**Exercise directions**
Reproduce exactly the lines of the material beneath, from the line that contains "Could you kindly segment every instance of the passenger" to the line that contains "M63 525L101 680L244 607L244 503Z", both included, and no other lines.

■ ■ ■ ■ ■ ■ ■

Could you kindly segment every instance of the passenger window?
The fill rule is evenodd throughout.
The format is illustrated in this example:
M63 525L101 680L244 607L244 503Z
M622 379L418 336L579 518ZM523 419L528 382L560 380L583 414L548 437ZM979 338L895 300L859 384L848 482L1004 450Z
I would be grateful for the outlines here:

■ ■ ■ ■ ■ ■ ■

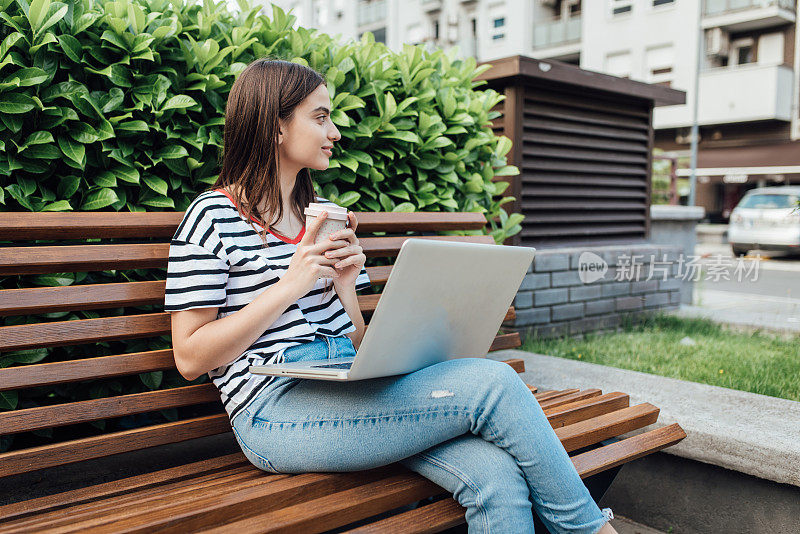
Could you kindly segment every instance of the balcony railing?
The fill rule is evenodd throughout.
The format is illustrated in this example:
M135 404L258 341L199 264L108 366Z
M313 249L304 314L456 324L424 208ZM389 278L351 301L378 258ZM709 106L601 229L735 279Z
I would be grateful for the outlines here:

■ ■ ■ ■ ■ ■ ■

**Expected answer**
Could you kindly segment every instance of the passenger window?
The fill rule is evenodd throughout.
The format is illustrated in this example:
M63 525L101 680L244 607L244 503Z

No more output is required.